**DATA SHOWN:**
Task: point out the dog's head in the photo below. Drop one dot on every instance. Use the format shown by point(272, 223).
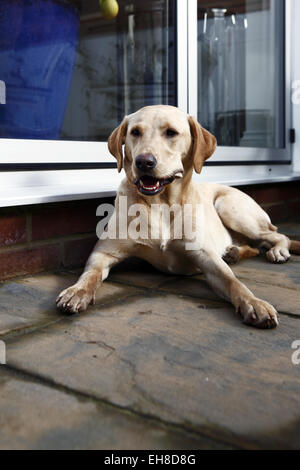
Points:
point(161, 144)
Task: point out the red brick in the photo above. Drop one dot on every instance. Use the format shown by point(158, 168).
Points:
point(78, 251)
point(289, 192)
point(29, 260)
point(266, 195)
point(12, 230)
point(61, 221)
point(277, 212)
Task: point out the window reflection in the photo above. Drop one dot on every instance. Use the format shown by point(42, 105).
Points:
point(241, 71)
point(70, 74)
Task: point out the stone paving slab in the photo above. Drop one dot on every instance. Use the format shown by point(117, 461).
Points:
point(153, 345)
point(39, 417)
point(30, 302)
point(179, 359)
point(291, 229)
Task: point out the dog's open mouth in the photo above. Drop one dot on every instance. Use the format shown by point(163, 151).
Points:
point(150, 186)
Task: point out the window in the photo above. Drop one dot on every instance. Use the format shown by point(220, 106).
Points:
point(68, 76)
point(241, 74)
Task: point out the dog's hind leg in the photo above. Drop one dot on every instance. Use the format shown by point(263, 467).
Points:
point(242, 214)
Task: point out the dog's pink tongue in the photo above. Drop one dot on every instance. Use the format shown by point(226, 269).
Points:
point(149, 182)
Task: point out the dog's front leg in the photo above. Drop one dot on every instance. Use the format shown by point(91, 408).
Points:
point(79, 296)
point(254, 311)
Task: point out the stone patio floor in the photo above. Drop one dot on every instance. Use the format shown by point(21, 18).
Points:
point(160, 362)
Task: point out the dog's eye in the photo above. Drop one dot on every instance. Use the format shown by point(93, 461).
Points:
point(171, 133)
point(136, 132)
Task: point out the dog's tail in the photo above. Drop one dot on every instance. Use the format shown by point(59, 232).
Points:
point(295, 247)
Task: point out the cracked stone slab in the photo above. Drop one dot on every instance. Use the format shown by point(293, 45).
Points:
point(291, 229)
point(38, 417)
point(138, 273)
point(277, 284)
point(172, 358)
point(30, 301)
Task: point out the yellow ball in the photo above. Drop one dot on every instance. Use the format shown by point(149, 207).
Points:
point(110, 9)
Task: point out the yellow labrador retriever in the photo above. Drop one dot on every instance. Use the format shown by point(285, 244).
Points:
point(162, 147)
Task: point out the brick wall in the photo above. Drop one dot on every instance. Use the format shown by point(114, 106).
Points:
point(47, 236)
point(61, 235)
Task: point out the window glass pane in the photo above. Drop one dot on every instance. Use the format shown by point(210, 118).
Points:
point(241, 71)
point(68, 73)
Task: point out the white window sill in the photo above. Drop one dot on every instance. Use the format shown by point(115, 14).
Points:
point(24, 188)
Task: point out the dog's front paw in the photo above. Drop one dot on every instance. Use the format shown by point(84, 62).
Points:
point(74, 299)
point(278, 255)
point(232, 255)
point(258, 313)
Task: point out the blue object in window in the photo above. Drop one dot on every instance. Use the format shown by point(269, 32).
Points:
point(38, 45)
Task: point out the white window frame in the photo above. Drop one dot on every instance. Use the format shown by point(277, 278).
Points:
point(49, 185)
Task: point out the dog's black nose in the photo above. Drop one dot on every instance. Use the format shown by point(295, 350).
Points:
point(145, 162)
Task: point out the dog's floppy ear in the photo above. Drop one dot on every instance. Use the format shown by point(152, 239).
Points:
point(203, 144)
point(116, 141)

**REQUIRED WORK:**
Repeat all of the material above word for word, leaving out the pictures.

**COMPLETED TASK:**
Task: point out the dog's head in the photo below. Drop one dot on every instance. Use the format shown by point(272, 223).
Points:
point(161, 144)
Task: point out the red brick in the photo above. Drop one dot on every instance. Use the format shown by point(158, 168).
Points:
point(78, 251)
point(289, 192)
point(29, 260)
point(266, 195)
point(12, 230)
point(61, 221)
point(277, 212)
Task: point out the window reflection in the photo above. Drop one dot on every instance. Use the format shown by point(42, 105).
Points:
point(241, 71)
point(70, 74)
Task: point out the stone paving slab in the photo above. Drop one dot on every instance. Use the format shown by point(117, 461).
Points:
point(153, 345)
point(39, 417)
point(30, 302)
point(179, 359)
point(291, 229)
Task: point out the dog's open mouth in the photo above. Drop one dot on every instance. Use the format shown by point(163, 151).
Points:
point(150, 186)
Task: point out the window in the photo above. Drop one dot on every instance. Use the format shown by point(220, 106).
Points:
point(68, 76)
point(241, 74)
Task: point out the dog's hind leg in the photo above. Drop one dot on every instance. Use the format shown by point(263, 467).
Points:
point(242, 214)
Task: point out the dog's pink tongue in the photo above. Drop one dot on every instance. Use the format shown by point(226, 269).
Points:
point(149, 182)
Task: point out the dog's front leg in the photo above. Drop one dot on every instance. Use the format shown by point(91, 408).
Points:
point(79, 296)
point(254, 311)
Task: point out the stone patio floor in the photo above. Drop one dot on every instance. Use the format shown by point(21, 18).
Points:
point(160, 362)
Task: point out the dog's eye in the photo above. Drop one dot on every instance. Use the format shown by point(93, 461).
Points:
point(171, 133)
point(136, 132)
Task: point out the dog's tail in the photo above. Drop one dot on every instance. Use the format shown by point(59, 232).
Points:
point(295, 247)
Task: point out the cracked stone slab in the photo above. Drop one dot on every instance. Use the format shown by point(293, 45).
Points:
point(291, 229)
point(38, 417)
point(138, 273)
point(277, 284)
point(172, 358)
point(30, 301)
Task: point out the yellow ball in the photo above. Drop one dot on every instance. Use the format shown by point(149, 207).
Points:
point(110, 9)
Task: point out the yellow labrador retriever in the photo above. Drop one dot on every instance. Use the format shown by point(285, 244).
Points:
point(162, 147)
Task: point out the brick wall in the photo above. Drop one dot on every instance. Use the format shown by point(114, 106).
Points:
point(47, 236)
point(61, 235)
Task: point out the window glass pane in the photo above. Drop one dot on every instance. Use the format shown by point(210, 118).
Points:
point(241, 71)
point(68, 73)
Task: point out the white window sill in the photo above. Drop one dot on every instance. Use the format shown by point(115, 14).
Points:
point(24, 188)
Task: point out the dog's front paw in the photo above. Drop one dot on every instance. Use the format shown by point(84, 62).
Points:
point(74, 299)
point(278, 255)
point(232, 255)
point(258, 313)
Task: point out the blue object in window in the photo above. Drop one dot on every instance. Use the format shown by point(269, 32).
Points:
point(38, 45)
Task: point out the white window frame in the photo above. Drop one dot on every instance. Use the format shown by point(277, 278).
Points:
point(49, 185)
Task: point out the dog's black nose in the photo above. Drop one dot on every instance. Use the format shown by point(295, 350).
Points:
point(145, 162)
Task: point out the dog's floppy ear in the photo above. Drop one dot on every instance. Use the format shown by point(152, 239).
Points:
point(203, 144)
point(116, 141)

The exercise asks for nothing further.